Written request -
Render the material below as a numbered list with one line per entry, leaving out any blank lines.

Data shown -
____

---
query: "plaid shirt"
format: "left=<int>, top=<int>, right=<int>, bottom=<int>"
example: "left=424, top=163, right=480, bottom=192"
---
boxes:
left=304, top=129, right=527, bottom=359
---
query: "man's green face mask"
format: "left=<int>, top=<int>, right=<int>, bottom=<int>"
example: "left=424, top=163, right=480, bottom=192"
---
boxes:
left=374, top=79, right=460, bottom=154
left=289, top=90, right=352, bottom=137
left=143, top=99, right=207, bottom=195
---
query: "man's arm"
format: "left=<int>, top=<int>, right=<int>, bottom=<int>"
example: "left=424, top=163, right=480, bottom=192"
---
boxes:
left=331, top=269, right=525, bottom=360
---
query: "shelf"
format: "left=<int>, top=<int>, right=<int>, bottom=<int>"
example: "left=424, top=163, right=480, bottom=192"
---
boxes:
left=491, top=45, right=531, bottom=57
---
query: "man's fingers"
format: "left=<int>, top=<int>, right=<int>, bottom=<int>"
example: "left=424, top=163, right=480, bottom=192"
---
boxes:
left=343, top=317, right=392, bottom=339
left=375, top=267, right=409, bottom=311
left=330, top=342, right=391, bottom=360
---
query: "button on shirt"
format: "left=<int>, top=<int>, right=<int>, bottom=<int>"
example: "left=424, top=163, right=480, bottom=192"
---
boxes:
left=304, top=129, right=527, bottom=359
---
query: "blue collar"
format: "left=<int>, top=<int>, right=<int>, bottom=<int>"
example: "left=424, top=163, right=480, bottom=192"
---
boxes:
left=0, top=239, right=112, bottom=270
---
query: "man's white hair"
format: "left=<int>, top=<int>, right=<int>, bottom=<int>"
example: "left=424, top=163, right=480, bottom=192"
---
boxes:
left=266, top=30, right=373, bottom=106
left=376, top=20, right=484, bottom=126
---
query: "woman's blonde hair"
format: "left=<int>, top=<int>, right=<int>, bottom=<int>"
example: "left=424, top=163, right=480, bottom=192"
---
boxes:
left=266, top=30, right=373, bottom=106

____

The answer -
1. ---
2. query: "plaid shirt"
3. format: "left=<int>, top=<int>, right=<int>, bottom=<int>"
4. example: "left=424, top=163, right=480, bottom=192"
5. ---
6. boxes:
7. left=304, top=129, right=527, bottom=359
8. ---
9. query: "man's green face mask"
10. format: "left=<int>, top=<int>, right=<int>, bottom=<int>"
11. example: "left=424, top=163, right=480, bottom=192"
12. ---
13. boxes:
14. left=374, top=79, right=460, bottom=154
15. left=289, top=90, right=352, bottom=137
16. left=143, top=99, right=207, bottom=195
17. ---
18. query: "man's arm"
19. format: "left=<int>, top=<int>, right=<int>, bottom=<int>"
20. example: "left=424, top=163, right=480, bottom=192"
21. ---
22. boxes:
23. left=331, top=269, right=525, bottom=360
24. ---
25. query: "shelf"
26. format: "left=<int>, top=<int>, right=<int>, bottom=<int>"
27. example: "left=424, top=163, right=480, bottom=192"
28. ---
29. boxes:
30. left=491, top=45, right=531, bottom=57
31. ---
32. query: "man's fingers"
33. format: "left=<int>, top=<int>, right=<int>, bottom=<int>"
34. example: "left=424, top=163, right=480, bottom=192"
35. ---
36. boxes:
37. left=343, top=317, right=392, bottom=339
38. left=375, top=267, right=409, bottom=311
39. left=330, top=342, right=391, bottom=360
40. ---
41. query: "button on shirt"
42. format: "left=<int>, top=<int>, right=<int>, bottom=<int>"
43. example: "left=424, top=163, right=480, bottom=192"
44. ---
45. boxes:
46. left=304, top=129, right=527, bottom=359
47. ---
48. query: "blue collar"
49. format: "left=<int>, top=<int>, right=<int>, bottom=<int>"
50. example: "left=424, top=163, right=480, bottom=192"
51. ---
52. boxes:
53. left=0, top=239, right=112, bottom=270
54. ---
55. query: "man's white hair"
56. format: "left=<int>, top=<int>, right=<int>, bottom=<int>"
57. example: "left=424, top=163, right=480, bottom=192"
58. ---
59. boxes:
60. left=266, top=30, right=373, bottom=106
61. left=376, top=20, right=484, bottom=126
62. ---
63. query: "woman's blonde hair"
64. format: "left=<int>, top=<int>, right=<int>, bottom=<int>"
65. example: "left=424, top=163, right=480, bottom=192"
66. ---
67. boxes:
68. left=266, top=30, right=373, bottom=106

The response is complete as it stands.